:: GOAL ::
Please extract the passage of the Treasury bond text between "So what's so" and "equally as violent.", inclusive, copying it word for word.

:: TEXT BLOCK ::
════════════════════

The chart above shows a picture of the most incredible bull market in U.S. Treasuries the world has ever seen. From its low point on February 9, 1982, when the 30-year bond hit 14.80% to the present, amazing profits have been made by owning U.S. Treasuries. (Note: The gap in the chart occurred within a period of time during the Clinton years when the U.S. stopped issuing 30-year Treasuries.)
A hugely artificial and manipulated economy has enabled the rich to get richer at the expense of the middle class, with the Fed pushing down rates, creating one bubble after another, and creating an illusion of wealth throughout the land.
But there are limits in markets and, alas, not even the gods of money at the Federal Reserve can control markets forever. There has been speculation by many mainstream types over the past couple of years that the Fed is approaching that point, but the work of Michael Oliver, the results of which are displayed on the charts above, suggests we are perilously close now to the moment of truth in which Janet Yellen sprouts Pinocchio's nose and a complete loss of confidence in existing institutions and including the U.S. dollar results.
The chart above was published by Michael on July 3. His momentum work (bottom of the two charts) projected 170 as a point at which, if exceeded, would confirm a "blow out" in the 30-Year U.S. Treasury market is underway. And indeed that happened. The T-Bond did close above 170 at the end of June and now even on a day like Monday when the stock market exploded higher, so did T-Bonds, which closed the week at 176 30/32! That's quite a move in just one month. It seems Michael has hit another nail on the head.
And now also, take a glance at Michael's chart of TLT, the 20-Year U.S. Treasury bond. It too has now signaled a blow off according to Michael's work. What was required was for TLT to exceed 142 this week and indeed it has done exactly that. It closed the week at 143.60.
So what's so bad about this acceleration or blow off of the U.S. Treasury bull market? What's so bad is that there is a limit as to how high the Fed can push T-Bonds up (rates down). As with all markets when hitting their limit, it reverses course and there is nothing that can be done to stop the reversed trend. And when there is a blow off top, the reversal can be equally as violent.
So from what I observe, it seems we are getting very, very close now - perhaps only weeks away - from the end to the most phenomenal bull market in history (that being the highly manipulated bull market for U.S. T-Bonds). And that means interest rates may be about to rise and there won't be anything the Fed can do to stop that. Imagine interest rates rising in a global economy addicted to trillions of dollars of monetary cocaine that is manufactured from trillions of dollars of debt that cannot be paid.

════════════════════

:: DATA EXTRACT ::
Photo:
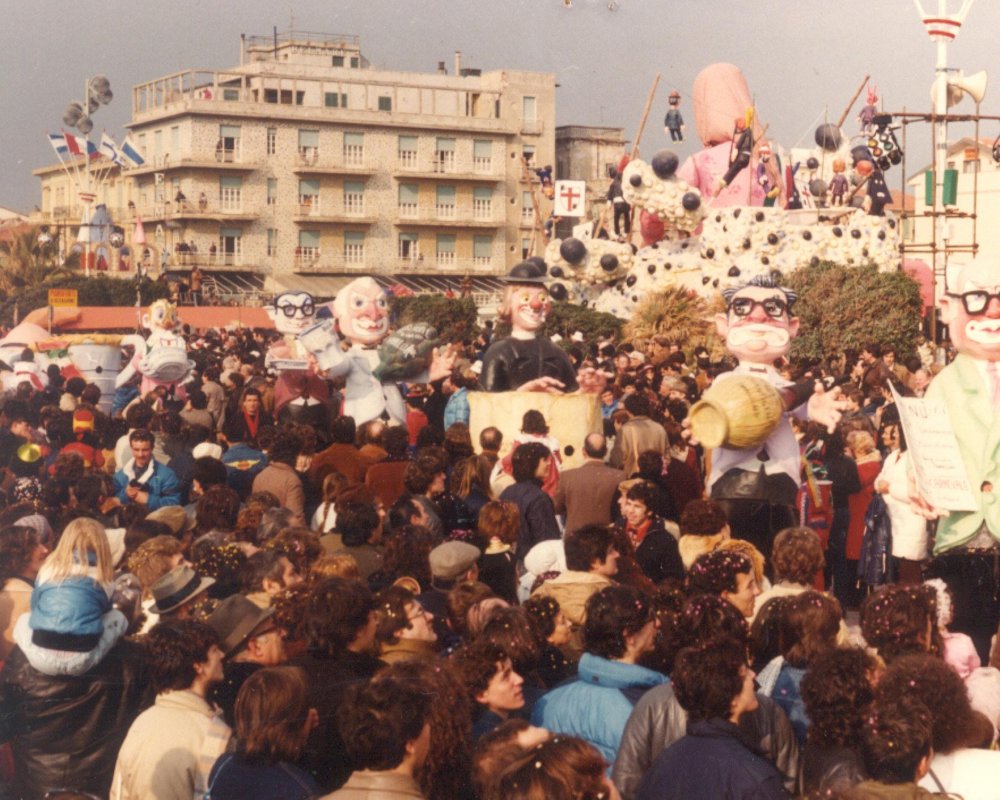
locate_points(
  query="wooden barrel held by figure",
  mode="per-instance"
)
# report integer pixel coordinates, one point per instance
(738, 411)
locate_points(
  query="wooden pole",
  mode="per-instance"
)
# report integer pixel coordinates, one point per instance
(843, 117)
(638, 138)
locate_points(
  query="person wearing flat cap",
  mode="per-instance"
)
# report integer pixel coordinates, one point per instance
(176, 592)
(250, 640)
(525, 361)
(451, 564)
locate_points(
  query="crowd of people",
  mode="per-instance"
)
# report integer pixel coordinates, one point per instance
(224, 597)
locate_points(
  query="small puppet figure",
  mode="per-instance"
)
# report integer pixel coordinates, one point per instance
(768, 175)
(866, 117)
(361, 310)
(838, 183)
(525, 361)
(292, 313)
(740, 150)
(161, 358)
(673, 123)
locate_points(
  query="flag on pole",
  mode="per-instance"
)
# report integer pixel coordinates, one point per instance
(58, 142)
(110, 150)
(128, 150)
(76, 146)
(83, 237)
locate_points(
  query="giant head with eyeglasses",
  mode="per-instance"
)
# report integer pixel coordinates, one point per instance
(292, 312)
(971, 309)
(758, 325)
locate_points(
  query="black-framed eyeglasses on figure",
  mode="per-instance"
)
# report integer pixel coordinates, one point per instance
(289, 310)
(774, 307)
(977, 301)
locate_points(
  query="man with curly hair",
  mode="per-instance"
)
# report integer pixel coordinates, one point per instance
(170, 748)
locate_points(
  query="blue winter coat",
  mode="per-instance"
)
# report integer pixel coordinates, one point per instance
(163, 487)
(598, 703)
(713, 762)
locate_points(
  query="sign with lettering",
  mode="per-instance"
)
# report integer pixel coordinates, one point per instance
(937, 462)
(63, 298)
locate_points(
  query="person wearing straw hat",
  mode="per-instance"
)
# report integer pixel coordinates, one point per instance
(175, 593)
(250, 640)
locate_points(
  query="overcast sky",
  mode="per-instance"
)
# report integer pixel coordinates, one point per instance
(801, 57)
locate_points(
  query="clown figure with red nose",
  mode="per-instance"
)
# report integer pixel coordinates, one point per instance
(525, 361)
(361, 310)
(757, 485)
(967, 543)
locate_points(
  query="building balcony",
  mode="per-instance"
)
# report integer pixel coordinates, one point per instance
(222, 160)
(313, 161)
(448, 216)
(192, 211)
(481, 170)
(320, 211)
(445, 263)
(214, 262)
(311, 260)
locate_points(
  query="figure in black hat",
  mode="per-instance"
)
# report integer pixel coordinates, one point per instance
(525, 361)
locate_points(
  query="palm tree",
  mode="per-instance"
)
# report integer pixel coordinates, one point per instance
(29, 258)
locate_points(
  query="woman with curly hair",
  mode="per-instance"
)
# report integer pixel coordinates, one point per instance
(22, 553)
(561, 768)
(837, 691)
(899, 620)
(958, 765)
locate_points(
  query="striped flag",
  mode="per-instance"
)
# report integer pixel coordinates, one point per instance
(58, 142)
(128, 150)
(76, 146)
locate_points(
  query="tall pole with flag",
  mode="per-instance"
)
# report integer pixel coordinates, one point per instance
(943, 27)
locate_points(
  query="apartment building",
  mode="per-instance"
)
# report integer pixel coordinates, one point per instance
(304, 166)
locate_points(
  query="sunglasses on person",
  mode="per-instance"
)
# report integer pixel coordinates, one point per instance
(774, 307)
(975, 302)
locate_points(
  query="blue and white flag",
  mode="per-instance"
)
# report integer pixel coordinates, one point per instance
(129, 151)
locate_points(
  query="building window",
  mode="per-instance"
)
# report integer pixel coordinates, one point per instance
(227, 149)
(354, 247)
(409, 246)
(444, 155)
(445, 250)
(527, 209)
(529, 109)
(231, 246)
(482, 203)
(308, 146)
(231, 194)
(444, 207)
(354, 149)
(309, 201)
(307, 251)
(408, 200)
(406, 152)
(482, 156)
(482, 250)
(354, 197)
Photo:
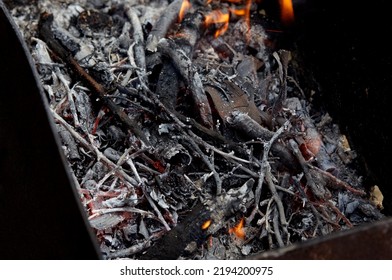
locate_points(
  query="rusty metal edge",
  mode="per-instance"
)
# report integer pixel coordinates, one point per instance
(371, 241)
(41, 215)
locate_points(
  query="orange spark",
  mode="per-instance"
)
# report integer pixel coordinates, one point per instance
(185, 6)
(206, 224)
(238, 229)
(286, 11)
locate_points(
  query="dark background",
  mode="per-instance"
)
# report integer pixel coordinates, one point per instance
(346, 47)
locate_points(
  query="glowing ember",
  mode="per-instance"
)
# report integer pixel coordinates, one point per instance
(287, 11)
(206, 224)
(238, 230)
(185, 6)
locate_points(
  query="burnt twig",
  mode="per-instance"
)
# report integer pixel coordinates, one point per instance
(47, 35)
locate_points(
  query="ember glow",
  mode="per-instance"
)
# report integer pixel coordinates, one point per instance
(206, 225)
(286, 11)
(240, 8)
(185, 6)
(238, 229)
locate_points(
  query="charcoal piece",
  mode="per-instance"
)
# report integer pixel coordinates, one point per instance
(93, 20)
(173, 244)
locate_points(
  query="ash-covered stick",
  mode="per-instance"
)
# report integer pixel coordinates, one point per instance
(191, 77)
(47, 35)
(243, 122)
(318, 190)
(162, 26)
(138, 48)
(283, 59)
(100, 156)
(264, 163)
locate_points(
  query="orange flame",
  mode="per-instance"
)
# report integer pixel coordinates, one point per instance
(185, 6)
(206, 224)
(218, 17)
(286, 11)
(238, 229)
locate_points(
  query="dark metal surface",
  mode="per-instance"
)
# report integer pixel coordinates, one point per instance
(40, 213)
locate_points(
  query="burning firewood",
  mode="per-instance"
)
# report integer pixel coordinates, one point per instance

════════════════════

:: RESPONSE BELOW ::
So what's so bad about this acceleration or blow off of the U.S. Treasury bull market? What's so bad is that there is a limit as to how high the Fed can push T-Bonds up (rates down). As with all markets when hitting their limit, it reverses course and there is nothing that can be done to stop the reversed trend. And when there is a blow off top, the reversal can be equally as violent.